== Questions on the material ==
1. In the electrophoresis passage, what pH range did the ImmobilineTM DryStrip gel have?
2. Copy the electrophoresis passage word for word, beginning at the words "All the obtained" and stopping after "as standard [79].".

== Text passage ==
------------------------

All the obtained protein extracts described above were concentrated and washed three times with ultrapure water via centrifugation through a 10 kDa molecular weight cut off in ultracel regenerated membrane (Amicon ultra centrifugal filter, Millipore, Bedford, MA, USA). The protein concentrations were determined by the Bradford assay using bovine serum albumin as standard [79].

Two-dimensional gel electrophoresis

Two-dimensional fractionation (2-DE) of secreted proteins was performed, as described [77,80]. The 2-DE gels were obtained in duplicates, using 500 μg of proteins, for each one. The samples were treated with the commercial system of purification 2D Clean-up Kit (GE Healthcare, Uppsala, Sweden) for removing interferences according to the manufacturer’s instructions, before protein isoelectric focusing. Proteins samples were treated with 250 μL of buffer containing 7 M urea, 2 M thiourea, 130 mM 3- [(3-cholamidopropyl) dimethylammonio]-1-propanesulfonate (CHAPS), 0.002% (w/v) dithiothreitol (DTT), ampholyte-containing buffer (IPG buffer, GE Healthcare), and trace amounts of bromophenol blue. Then the samples were loaded onto a 13 cm ImmobilineTM DryStrip gel (GE Healthcare) with a pH range of 3–11 for separation of proteins according to their isoelectric points (pI) with an electric current of 50 μA / strip at 20°C. In order to perform the first separation of secreted proteins, isoelectric focusing was conducted as following: 30 V for 14 h, 250 V for 1 h (step), 1 kV for 1 h (step), 2 kV for 1 h (step), 5 kV for 3 h (gradient), 8 kV for 8 h (gradient) and 8 kV for 1 h (step). Strips were reduced with 18 mM DTT (dithiothreitol) and alkylated with 135 mM iodoacetamide in equilibration buffer [50 mM Tris–HCl pH 8.8, 6 M urea, 30% (v/v) glycerol, 2% (w/v) sodium dodecyl sulfate (SDS) and 0.002% (w/v) bromophenol blue] during 40 min. The second dimension was performed in 12% polyacrylamide gel electrophoresis under denaturing conditions (SDS-PAGE) in running buffer [25 mM Tris–HCl, 192 mM glycine, 0.1% (w/v) SDS], using a vertical system (GE Healthcare) at 12°C during 1 h at 150 V, and after at 250 V. Two gels were stained by Commassie brilliant blue (Plus One Coomassie Tablets Phast Gel Blue R-350, GE Healthcare) according to manufacturer’s instructions to visualize the proteins.

------------------------

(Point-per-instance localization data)
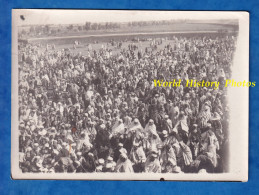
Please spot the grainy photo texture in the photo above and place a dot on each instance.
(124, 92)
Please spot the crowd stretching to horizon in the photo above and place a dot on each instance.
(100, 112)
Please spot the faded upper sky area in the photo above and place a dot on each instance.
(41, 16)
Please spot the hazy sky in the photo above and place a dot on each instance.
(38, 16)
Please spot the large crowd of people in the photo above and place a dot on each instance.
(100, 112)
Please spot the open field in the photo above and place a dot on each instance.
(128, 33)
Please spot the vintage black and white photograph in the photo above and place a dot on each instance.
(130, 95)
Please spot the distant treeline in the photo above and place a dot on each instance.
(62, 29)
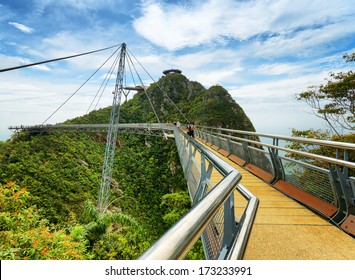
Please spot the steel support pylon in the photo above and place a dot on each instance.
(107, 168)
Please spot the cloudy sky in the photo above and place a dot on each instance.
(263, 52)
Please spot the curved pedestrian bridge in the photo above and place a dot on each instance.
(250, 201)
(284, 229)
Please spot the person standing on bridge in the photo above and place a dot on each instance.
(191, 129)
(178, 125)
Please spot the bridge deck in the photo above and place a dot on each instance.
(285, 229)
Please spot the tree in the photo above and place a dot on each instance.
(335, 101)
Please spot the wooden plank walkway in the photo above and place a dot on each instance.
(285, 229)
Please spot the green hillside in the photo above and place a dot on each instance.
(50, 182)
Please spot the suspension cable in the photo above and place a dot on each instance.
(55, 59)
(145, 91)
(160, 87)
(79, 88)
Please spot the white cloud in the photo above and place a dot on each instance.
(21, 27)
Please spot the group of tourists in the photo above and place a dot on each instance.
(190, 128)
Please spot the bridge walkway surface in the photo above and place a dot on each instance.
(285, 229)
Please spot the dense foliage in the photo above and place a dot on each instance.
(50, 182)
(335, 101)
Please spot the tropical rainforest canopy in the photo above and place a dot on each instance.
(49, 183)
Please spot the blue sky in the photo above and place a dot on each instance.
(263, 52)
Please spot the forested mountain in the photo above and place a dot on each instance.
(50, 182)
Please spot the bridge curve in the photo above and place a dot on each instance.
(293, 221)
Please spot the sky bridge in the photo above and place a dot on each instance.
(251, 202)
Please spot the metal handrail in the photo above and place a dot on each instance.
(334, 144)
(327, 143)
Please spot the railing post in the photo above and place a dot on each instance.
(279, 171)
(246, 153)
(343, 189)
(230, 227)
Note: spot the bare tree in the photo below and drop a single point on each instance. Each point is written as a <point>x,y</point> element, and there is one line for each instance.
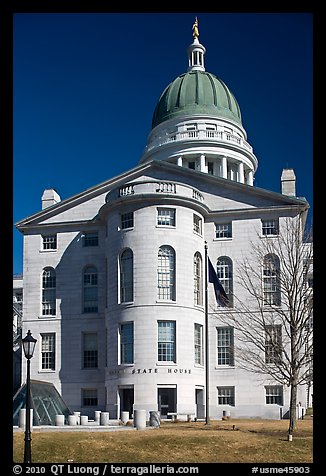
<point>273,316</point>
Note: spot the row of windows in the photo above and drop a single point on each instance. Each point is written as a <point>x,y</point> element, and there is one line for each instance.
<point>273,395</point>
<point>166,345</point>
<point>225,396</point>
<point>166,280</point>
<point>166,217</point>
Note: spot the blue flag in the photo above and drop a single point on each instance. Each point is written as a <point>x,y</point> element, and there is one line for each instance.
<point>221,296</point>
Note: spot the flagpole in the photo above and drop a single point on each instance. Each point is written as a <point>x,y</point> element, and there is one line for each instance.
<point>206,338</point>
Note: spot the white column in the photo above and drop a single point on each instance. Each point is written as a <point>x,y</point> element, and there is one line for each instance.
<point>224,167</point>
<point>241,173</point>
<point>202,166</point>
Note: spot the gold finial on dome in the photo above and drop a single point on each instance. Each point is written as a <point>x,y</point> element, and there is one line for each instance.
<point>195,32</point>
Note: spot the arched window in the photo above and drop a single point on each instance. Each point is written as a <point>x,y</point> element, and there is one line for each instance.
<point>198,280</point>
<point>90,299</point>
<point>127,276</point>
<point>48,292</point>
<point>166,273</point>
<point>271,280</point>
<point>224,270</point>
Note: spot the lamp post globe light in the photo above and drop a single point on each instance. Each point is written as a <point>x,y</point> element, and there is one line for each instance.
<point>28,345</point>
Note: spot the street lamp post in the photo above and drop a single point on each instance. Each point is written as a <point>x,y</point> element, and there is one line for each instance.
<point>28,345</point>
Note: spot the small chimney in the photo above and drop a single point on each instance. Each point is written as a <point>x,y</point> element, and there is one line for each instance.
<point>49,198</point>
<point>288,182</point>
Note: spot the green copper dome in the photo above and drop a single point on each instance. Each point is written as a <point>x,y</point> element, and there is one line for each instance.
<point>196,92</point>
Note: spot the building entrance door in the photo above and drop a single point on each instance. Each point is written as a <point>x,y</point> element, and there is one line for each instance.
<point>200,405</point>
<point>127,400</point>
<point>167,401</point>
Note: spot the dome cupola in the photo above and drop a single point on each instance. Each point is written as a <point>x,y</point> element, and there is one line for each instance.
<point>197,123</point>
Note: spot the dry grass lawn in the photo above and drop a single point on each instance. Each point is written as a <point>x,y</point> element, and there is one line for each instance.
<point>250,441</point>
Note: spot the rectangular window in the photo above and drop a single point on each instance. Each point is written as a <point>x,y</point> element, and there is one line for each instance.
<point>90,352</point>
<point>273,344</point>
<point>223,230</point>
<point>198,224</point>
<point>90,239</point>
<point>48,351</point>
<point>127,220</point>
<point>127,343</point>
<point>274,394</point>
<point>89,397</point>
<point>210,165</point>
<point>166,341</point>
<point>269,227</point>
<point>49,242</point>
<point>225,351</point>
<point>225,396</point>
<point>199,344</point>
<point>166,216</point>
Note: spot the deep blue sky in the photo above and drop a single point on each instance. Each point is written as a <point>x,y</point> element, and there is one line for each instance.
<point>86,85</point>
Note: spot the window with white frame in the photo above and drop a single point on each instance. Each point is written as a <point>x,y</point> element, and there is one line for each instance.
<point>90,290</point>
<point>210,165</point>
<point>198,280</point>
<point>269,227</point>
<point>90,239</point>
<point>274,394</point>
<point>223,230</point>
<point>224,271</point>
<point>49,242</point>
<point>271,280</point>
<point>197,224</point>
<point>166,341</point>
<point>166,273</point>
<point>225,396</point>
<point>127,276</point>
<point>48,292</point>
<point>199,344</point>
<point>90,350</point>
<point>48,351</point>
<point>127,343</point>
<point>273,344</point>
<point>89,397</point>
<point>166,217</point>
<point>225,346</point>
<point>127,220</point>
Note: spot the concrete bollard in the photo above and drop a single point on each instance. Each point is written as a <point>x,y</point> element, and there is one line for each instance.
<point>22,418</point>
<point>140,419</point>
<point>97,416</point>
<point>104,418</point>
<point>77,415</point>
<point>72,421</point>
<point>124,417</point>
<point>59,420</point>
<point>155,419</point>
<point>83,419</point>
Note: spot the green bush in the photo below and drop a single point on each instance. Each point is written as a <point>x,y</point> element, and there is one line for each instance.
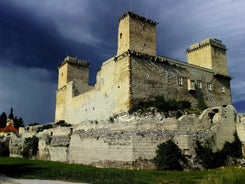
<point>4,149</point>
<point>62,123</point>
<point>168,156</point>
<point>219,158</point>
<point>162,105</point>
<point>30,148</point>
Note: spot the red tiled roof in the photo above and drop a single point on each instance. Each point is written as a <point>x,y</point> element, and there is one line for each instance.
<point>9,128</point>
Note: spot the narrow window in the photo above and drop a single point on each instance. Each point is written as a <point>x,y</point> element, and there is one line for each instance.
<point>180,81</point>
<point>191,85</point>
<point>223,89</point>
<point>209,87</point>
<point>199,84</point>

------------------------

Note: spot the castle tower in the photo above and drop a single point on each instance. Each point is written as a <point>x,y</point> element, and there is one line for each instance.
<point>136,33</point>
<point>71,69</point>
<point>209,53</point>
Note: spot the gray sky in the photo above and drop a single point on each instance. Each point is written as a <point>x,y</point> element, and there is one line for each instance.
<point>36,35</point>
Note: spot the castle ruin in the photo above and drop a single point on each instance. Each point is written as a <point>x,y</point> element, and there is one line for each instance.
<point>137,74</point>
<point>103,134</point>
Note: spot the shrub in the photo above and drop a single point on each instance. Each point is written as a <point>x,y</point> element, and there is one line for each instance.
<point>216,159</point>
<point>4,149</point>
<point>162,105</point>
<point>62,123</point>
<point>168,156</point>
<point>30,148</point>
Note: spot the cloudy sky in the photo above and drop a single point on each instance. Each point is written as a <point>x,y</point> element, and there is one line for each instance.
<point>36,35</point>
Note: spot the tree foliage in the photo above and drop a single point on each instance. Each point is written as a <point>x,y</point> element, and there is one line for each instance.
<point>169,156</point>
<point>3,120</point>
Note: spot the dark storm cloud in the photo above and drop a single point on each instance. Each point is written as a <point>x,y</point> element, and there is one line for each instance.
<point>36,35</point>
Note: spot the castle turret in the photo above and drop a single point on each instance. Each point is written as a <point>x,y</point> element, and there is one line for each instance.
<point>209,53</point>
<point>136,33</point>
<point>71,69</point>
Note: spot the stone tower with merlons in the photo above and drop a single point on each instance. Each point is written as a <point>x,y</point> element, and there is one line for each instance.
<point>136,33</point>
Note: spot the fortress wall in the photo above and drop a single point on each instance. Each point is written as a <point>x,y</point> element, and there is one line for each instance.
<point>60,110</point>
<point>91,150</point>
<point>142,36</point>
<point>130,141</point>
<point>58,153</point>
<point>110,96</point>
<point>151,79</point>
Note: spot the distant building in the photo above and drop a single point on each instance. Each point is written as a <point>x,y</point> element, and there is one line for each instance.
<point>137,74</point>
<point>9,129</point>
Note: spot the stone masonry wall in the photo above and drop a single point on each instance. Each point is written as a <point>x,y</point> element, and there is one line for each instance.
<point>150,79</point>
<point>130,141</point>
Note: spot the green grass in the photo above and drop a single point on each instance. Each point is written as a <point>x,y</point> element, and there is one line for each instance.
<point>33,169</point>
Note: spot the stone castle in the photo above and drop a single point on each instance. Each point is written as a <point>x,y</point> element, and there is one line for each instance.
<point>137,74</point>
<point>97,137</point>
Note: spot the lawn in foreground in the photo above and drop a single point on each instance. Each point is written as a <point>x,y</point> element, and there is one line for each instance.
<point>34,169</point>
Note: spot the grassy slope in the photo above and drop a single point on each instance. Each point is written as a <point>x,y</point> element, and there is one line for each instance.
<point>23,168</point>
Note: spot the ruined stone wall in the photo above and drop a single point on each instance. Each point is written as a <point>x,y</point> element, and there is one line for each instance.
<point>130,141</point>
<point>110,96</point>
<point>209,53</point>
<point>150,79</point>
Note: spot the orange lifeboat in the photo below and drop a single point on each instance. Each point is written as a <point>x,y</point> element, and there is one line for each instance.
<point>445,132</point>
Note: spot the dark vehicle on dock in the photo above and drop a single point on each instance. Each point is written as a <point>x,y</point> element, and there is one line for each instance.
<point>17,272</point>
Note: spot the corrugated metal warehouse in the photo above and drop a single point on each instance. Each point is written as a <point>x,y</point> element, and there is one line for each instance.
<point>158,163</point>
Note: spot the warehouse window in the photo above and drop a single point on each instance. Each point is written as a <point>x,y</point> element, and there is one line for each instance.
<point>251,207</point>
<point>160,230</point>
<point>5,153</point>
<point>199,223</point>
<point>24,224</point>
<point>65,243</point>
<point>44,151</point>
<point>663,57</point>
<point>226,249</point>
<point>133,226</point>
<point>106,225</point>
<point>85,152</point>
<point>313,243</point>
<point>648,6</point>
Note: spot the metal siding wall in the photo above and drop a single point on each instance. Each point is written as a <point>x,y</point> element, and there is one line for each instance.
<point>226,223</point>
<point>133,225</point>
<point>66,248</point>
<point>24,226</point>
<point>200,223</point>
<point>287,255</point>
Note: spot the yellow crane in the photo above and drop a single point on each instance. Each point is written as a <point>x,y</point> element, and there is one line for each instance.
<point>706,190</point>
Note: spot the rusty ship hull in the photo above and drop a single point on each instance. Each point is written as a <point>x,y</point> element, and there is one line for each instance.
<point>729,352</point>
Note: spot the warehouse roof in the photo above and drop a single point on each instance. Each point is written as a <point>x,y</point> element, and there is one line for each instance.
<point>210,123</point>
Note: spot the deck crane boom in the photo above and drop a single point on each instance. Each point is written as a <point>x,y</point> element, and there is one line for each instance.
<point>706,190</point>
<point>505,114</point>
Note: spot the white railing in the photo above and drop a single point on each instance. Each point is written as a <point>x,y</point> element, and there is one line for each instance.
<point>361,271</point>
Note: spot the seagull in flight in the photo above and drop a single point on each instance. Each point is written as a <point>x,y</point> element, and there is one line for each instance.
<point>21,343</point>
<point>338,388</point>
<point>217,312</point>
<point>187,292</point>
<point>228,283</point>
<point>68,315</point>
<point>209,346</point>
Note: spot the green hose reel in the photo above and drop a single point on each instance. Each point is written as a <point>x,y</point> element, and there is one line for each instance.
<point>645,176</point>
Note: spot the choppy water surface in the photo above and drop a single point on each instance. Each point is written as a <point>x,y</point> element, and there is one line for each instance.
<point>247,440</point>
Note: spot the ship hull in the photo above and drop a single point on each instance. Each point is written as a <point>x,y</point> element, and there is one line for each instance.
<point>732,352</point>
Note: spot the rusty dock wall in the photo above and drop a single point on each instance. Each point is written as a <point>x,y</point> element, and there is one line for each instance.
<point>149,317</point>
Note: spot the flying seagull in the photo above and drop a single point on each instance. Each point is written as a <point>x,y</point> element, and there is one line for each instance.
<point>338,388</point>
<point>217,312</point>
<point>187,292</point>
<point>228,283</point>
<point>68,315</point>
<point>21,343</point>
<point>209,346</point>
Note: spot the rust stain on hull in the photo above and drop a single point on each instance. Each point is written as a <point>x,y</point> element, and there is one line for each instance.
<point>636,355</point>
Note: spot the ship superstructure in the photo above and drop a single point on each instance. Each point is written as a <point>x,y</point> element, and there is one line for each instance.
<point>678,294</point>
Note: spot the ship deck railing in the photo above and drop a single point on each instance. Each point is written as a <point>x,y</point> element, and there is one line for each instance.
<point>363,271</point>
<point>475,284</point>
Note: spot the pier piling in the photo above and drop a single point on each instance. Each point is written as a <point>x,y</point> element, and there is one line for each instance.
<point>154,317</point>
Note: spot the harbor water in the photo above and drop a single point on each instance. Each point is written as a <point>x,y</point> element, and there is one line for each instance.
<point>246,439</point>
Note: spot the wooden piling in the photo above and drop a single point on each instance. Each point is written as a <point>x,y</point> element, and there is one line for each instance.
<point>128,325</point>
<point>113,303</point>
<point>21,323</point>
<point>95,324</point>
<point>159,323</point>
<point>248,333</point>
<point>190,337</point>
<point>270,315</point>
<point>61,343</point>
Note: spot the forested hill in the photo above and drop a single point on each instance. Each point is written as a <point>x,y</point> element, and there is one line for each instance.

------------------------

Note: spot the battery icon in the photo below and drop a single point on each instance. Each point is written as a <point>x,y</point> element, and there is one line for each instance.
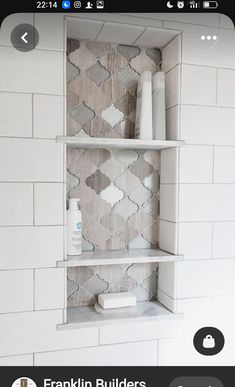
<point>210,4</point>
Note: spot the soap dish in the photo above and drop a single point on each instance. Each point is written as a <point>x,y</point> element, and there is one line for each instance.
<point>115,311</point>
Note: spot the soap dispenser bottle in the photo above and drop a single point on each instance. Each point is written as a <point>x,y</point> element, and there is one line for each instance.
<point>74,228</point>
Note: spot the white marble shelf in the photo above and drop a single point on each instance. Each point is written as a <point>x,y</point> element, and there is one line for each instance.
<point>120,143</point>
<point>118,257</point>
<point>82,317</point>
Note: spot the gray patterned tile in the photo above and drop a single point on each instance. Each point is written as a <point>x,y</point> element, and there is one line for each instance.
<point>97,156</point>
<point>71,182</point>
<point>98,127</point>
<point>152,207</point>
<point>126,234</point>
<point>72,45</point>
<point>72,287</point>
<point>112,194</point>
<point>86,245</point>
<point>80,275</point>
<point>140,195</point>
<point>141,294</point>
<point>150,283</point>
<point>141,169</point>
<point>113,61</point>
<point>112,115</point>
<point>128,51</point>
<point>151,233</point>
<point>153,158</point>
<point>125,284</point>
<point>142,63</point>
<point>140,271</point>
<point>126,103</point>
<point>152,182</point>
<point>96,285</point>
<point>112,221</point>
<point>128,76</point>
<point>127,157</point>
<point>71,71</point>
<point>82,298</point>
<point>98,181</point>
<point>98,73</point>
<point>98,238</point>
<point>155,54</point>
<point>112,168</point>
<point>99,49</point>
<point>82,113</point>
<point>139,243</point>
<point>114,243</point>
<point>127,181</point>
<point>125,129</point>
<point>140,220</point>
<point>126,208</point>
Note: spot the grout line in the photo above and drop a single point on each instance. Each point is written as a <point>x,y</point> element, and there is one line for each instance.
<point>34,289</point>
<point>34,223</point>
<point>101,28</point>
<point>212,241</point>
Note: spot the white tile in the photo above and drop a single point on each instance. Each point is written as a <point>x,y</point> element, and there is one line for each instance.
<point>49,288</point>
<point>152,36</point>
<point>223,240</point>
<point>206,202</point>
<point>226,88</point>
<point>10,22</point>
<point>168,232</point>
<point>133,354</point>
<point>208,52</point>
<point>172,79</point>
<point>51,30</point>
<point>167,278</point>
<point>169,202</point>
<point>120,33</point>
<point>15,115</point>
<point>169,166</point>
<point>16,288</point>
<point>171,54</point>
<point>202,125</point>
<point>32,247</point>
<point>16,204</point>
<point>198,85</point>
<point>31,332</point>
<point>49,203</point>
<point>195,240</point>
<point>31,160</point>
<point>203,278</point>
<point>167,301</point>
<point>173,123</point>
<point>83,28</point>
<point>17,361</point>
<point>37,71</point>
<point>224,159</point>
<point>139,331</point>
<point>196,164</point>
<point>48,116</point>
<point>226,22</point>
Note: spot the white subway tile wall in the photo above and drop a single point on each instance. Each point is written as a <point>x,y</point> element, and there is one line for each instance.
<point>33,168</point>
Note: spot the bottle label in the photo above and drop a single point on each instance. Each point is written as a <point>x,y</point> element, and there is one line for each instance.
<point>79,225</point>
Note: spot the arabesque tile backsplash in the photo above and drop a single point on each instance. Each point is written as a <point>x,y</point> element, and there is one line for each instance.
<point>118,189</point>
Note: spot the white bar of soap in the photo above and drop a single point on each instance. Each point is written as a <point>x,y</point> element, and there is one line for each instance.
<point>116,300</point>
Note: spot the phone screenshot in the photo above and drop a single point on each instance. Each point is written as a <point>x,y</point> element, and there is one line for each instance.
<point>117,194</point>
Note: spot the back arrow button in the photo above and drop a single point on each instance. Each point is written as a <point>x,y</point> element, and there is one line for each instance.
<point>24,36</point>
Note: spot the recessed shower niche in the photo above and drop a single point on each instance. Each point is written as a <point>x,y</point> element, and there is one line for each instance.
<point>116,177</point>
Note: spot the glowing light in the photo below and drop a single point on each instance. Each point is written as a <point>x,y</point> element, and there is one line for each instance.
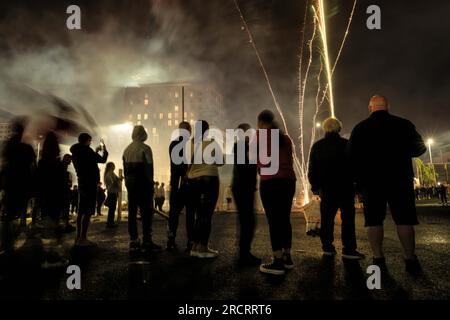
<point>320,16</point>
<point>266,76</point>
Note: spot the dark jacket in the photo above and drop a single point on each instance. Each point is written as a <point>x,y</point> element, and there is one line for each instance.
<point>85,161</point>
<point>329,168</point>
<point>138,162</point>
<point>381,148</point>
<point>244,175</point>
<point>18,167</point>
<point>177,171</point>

------------------------

== Answers for the exercise ==
1. The gel had a pH range of 3–11.

2.
All the obtained protein extracts described above were concentrated and washed three times with ultrapure water via centrifugation through a 10 kDa molecular weight cut off in ultracel regenerated membrane (Amicon ultra centrifugal filter, Millipore, Bedford, MA, USA). The protein concentrations were determined by the Bradford assay using bovine serum albumin as standard [79].